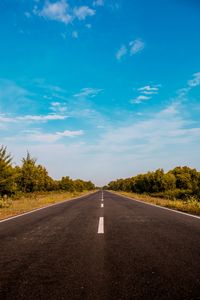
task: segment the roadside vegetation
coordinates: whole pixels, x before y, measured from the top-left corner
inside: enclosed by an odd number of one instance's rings
[[[162,169],[111,181],[107,188],[156,205],[200,215],[200,172],[189,167]]]
[[[7,148],[0,147],[0,219],[93,191],[91,181],[69,176],[54,180],[30,153],[13,166]]]

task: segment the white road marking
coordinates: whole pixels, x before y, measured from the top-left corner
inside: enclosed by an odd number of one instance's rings
[[[104,217],[99,218],[98,234],[104,234]]]
[[[143,204],[146,204],[146,205],[151,205],[151,206],[154,206],[154,207],[157,207],[157,208],[161,208],[161,209],[168,210],[168,211],[170,211],[170,212],[175,212],[175,213],[177,213],[177,214],[181,214],[181,215],[184,215],[184,216],[187,216],[187,217],[192,217],[192,218],[195,218],[195,219],[199,219],[199,220],[200,220],[200,217],[199,217],[199,216],[191,215],[191,214],[189,214],[189,213],[184,213],[184,212],[179,211],[179,210],[175,210],[175,209],[171,209],[171,208],[168,208],[168,207],[156,205],[156,204],[153,204],[153,203],[148,203],[148,202],[145,202],[145,201],[142,201],[142,200],[136,200],[136,199],[134,199],[134,198],[127,197],[127,196],[120,195],[120,194],[115,194],[115,193],[112,193],[112,192],[109,192],[109,193],[111,193],[111,194],[113,194],[113,195],[117,195],[117,196],[123,197],[123,198],[126,198],[126,199],[129,199],[129,200],[133,200],[133,201],[136,201],[136,202],[139,202],[139,203],[143,203]]]

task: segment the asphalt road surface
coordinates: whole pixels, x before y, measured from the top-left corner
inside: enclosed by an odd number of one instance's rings
[[[99,191],[1,222],[0,299],[200,299],[200,219]]]

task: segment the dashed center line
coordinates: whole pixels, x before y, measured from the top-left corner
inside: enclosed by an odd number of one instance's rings
[[[104,234],[104,217],[99,218],[98,234]]]

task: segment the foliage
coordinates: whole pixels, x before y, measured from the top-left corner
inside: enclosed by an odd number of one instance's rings
[[[46,168],[37,164],[37,160],[30,153],[22,158],[21,166],[13,167],[12,157],[7,148],[0,148],[0,197],[5,195],[15,197],[17,194],[43,191],[62,190],[67,192],[82,192],[93,190],[95,185],[91,181],[73,180],[69,176],[61,180],[54,180],[48,175]],[[3,202],[2,202],[3,203]],[[1,203],[0,206],[3,206]]]
[[[108,189],[146,193],[168,199],[200,199],[200,172],[189,167],[176,167],[167,173],[158,169],[155,172],[111,181]]]

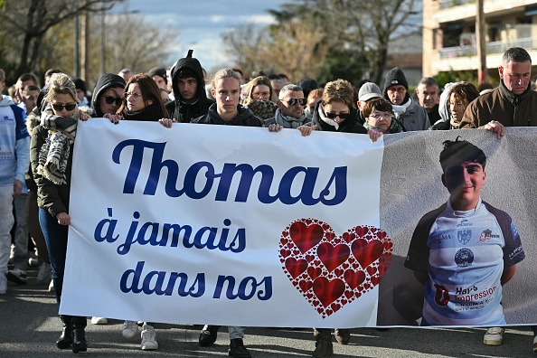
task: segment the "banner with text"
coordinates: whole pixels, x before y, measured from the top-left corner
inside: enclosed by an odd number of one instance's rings
[[[509,134],[457,132],[486,144],[487,156],[512,155]],[[176,324],[419,325],[424,287],[403,262],[420,217],[448,197],[437,159],[446,138],[453,133],[372,143],[341,133],[80,122],[60,311]],[[517,287],[534,275],[524,225]],[[508,324],[537,322],[531,294],[523,296],[525,318],[513,302]]]

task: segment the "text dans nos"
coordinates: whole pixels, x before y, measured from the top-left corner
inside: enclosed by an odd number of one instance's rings
[[[334,167],[325,184],[317,184],[320,171],[318,167],[294,166],[281,177],[275,177],[274,169],[268,165],[260,165],[254,168],[249,164],[233,163],[223,164],[220,173],[217,173],[217,169],[209,162],[194,163],[180,178],[179,164],[172,159],[164,159],[165,146],[166,143],[128,139],[114,148],[112,160],[116,164],[120,164],[119,158],[123,149],[132,147],[132,157],[125,177],[123,193],[134,193],[145,159],[144,154],[152,152],[151,156],[146,158],[150,161],[151,166],[145,180],[145,195],[155,195],[164,168],[167,173],[164,190],[166,195],[173,198],[185,195],[191,199],[203,199],[215,186],[214,200],[226,202],[235,179],[238,181],[238,186],[236,193],[233,193],[233,200],[237,203],[246,203],[256,175],[260,175],[257,192],[258,200],[262,203],[279,201],[287,205],[298,202],[308,206],[319,203],[324,205],[337,205],[343,203],[347,195],[346,166]],[[140,181],[143,182],[143,179]],[[178,189],[177,185],[181,184],[181,182],[182,187]],[[293,188],[299,188],[299,193],[292,192]],[[316,195],[316,193],[318,194]]]

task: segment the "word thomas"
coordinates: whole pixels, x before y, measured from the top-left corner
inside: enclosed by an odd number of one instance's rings
[[[108,208],[108,217],[112,217],[112,208]],[[138,212],[134,212],[133,217],[135,219],[140,218]],[[142,227],[138,229],[139,222],[133,221],[128,229],[125,241],[118,247],[118,254],[126,255],[130,251],[133,244],[137,243],[140,246],[151,245],[176,248],[179,245],[180,236],[183,236],[181,244],[185,249],[208,249],[220,250],[221,251],[242,252],[246,249],[246,229],[238,228],[237,232],[232,240],[229,238],[230,229],[228,226],[231,225],[230,219],[224,219],[223,224],[226,228],[221,230],[220,236],[218,235],[219,229],[215,227],[204,226],[198,231],[193,230],[190,225],[179,225],[176,223],[164,223],[159,222],[144,222]],[[117,219],[103,219],[97,224],[93,233],[93,239],[97,242],[107,241],[108,243],[115,242],[119,239],[118,234],[115,234],[116,226],[118,225]],[[169,243],[168,243],[169,241]]]
[[[135,269],[127,269],[123,273],[119,283],[121,292],[172,296],[176,290],[182,297],[187,296],[200,297],[205,293],[204,273],[198,273],[193,282],[188,283],[188,276],[184,272],[170,272],[168,274],[165,271],[149,271],[144,274],[145,264],[145,261],[138,261]],[[143,277],[144,275],[145,277]],[[176,284],[177,287],[175,287]],[[220,275],[216,280],[212,298],[221,298],[222,291],[225,291],[225,297],[231,300],[236,298],[249,300],[257,296],[260,301],[266,301],[272,297],[272,278],[270,276],[263,278],[259,282],[256,278],[249,276],[240,280],[237,287],[235,284],[234,277]]]
[[[316,205],[322,203],[325,205],[337,205],[343,203],[347,195],[347,167],[334,167],[328,183],[320,190],[317,197],[314,197],[316,184],[319,174],[317,167],[294,166],[288,169],[281,178],[276,178],[278,192],[270,194],[275,180],[274,169],[268,165],[261,165],[253,168],[248,164],[225,163],[221,173],[216,173],[214,166],[209,162],[193,164],[184,173],[183,188],[177,189],[179,180],[179,165],[171,159],[163,160],[166,143],[154,143],[140,139],[128,139],[119,143],[112,154],[112,160],[119,164],[121,152],[126,147],[132,147],[132,158],[125,178],[123,193],[134,193],[138,181],[144,153],[151,150],[151,168],[146,181],[145,195],[155,195],[158,186],[161,171],[166,168],[167,177],[165,191],[169,197],[176,198],[183,194],[191,199],[203,199],[212,191],[215,181],[218,181],[214,200],[225,202],[230,194],[230,188],[236,174],[240,174],[239,185],[235,193],[234,201],[246,203],[250,194],[254,176],[260,174],[261,179],[258,188],[258,199],[262,203],[272,203],[279,200],[284,204],[294,204],[301,202],[304,205]],[[279,180],[278,180],[279,179]],[[293,184],[301,187],[300,193],[294,196],[291,193]],[[199,187],[203,185],[203,189]],[[334,193],[330,188],[334,186]]]

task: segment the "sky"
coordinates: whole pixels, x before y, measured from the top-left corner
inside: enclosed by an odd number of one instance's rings
[[[274,22],[268,9],[279,9],[290,0],[127,0],[127,9],[117,5],[115,12],[137,11],[147,24],[163,29],[180,32],[175,43],[171,44],[171,59],[162,63],[170,67],[184,57],[188,49],[193,49],[197,58],[207,71],[214,68],[233,67],[224,53],[221,33],[231,27],[249,23],[259,25]],[[168,44],[166,44],[168,45]]]

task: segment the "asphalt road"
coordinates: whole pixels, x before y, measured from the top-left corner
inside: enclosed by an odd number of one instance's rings
[[[48,287],[35,281],[36,269],[28,270],[26,285],[8,283],[6,295],[0,296],[0,357],[55,357],[72,354],[56,348],[61,322],[58,308]],[[86,329],[88,352],[92,357],[228,356],[229,335],[225,328],[215,344],[198,345],[201,326],[155,325],[159,349],[145,352],[137,336],[121,335],[121,321],[105,325],[89,323]],[[532,334],[529,327],[513,327],[505,333],[504,344],[486,346],[482,343],[485,329],[373,328],[352,330],[351,343],[341,345],[334,340],[334,358],[344,357],[537,357],[532,351]],[[253,357],[309,357],[315,348],[311,329],[258,328],[246,330],[245,344]]]

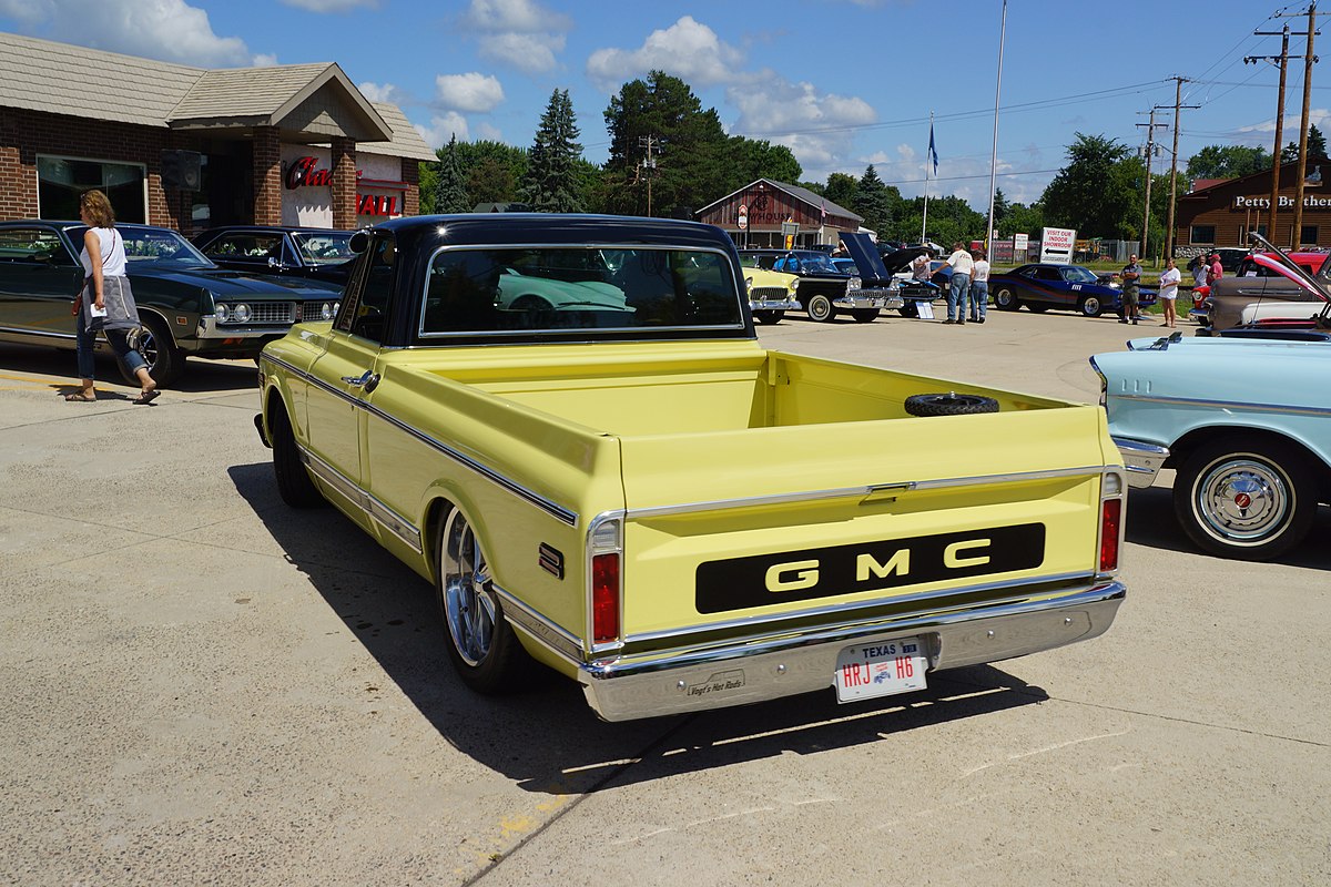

******

**AIM:**
Reproduce the part of the records that opens at their start and closes with the line containing "[[[104,234],[104,217],[99,218],[98,234]]]", including both ends. Leave the pictures out of your answer.

**EXERCISE OUTPUT:**
task: segment the roadside vegetation
coordinates: whole pixels, x before y, measured from the top-left corner
inside: enclosed by an odd number of one instance's rings
[[[162,169],[111,181],[107,188],[156,205],[200,215],[200,172],[189,167]]]
[[[7,148],[0,147],[0,219],[93,191],[91,181],[69,176],[54,180],[30,153],[13,166]]]

task: segment the white road marking
coordinates: whole pixels, x before y, measured from the top-left corner
inside: enclosed by an odd number of one instance's rings
[[[104,217],[99,218],[98,234],[104,234]]]
[[[143,204],[146,204],[146,205],[151,205],[151,206],[154,206],[154,207],[157,207],[157,208],[161,208],[161,209],[168,210],[168,211],[170,211],[170,212],[175,212],[175,213],[177,213],[177,214],[181,214],[181,215],[184,215],[184,216],[187,216],[187,217],[192,217],[192,218],[195,218],[195,219],[199,219],[199,220],[200,220],[200,217],[199,217],[199,216],[191,215],[191,214],[189,214],[189,213],[184,213],[184,212],[179,211],[179,210],[175,210],[175,209],[171,209],[171,208],[168,208],[168,207],[156,205],[156,204],[153,204],[153,203],[148,203],[148,202],[145,202],[145,201],[142,201],[142,200],[136,200],[136,199],[134,199],[134,198],[127,197],[127,196],[120,195],[120,194],[115,194],[115,193],[112,193],[112,192],[109,192],[109,193],[111,193],[111,194],[113,194],[113,195],[117,195],[117,196],[123,197],[123,198],[126,198],[126,199],[129,199],[129,200],[133,200],[133,201],[136,201],[136,202],[139,202],[139,203],[143,203]]]

task: segment the asphalt road surface
coordinates: whole pixels, x before y, measured from the top-left corner
inside: enclosed by an odd number of one instance's rings
[[[99,191],[1,222],[0,299],[200,299],[200,219]]]

task: segment the dashed center line
coordinates: whole pixels, x before y, measured from the top-left corner
inside: enclosed by an odd number of one instance's rings
[[[104,234],[104,217],[99,218],[98,234]]]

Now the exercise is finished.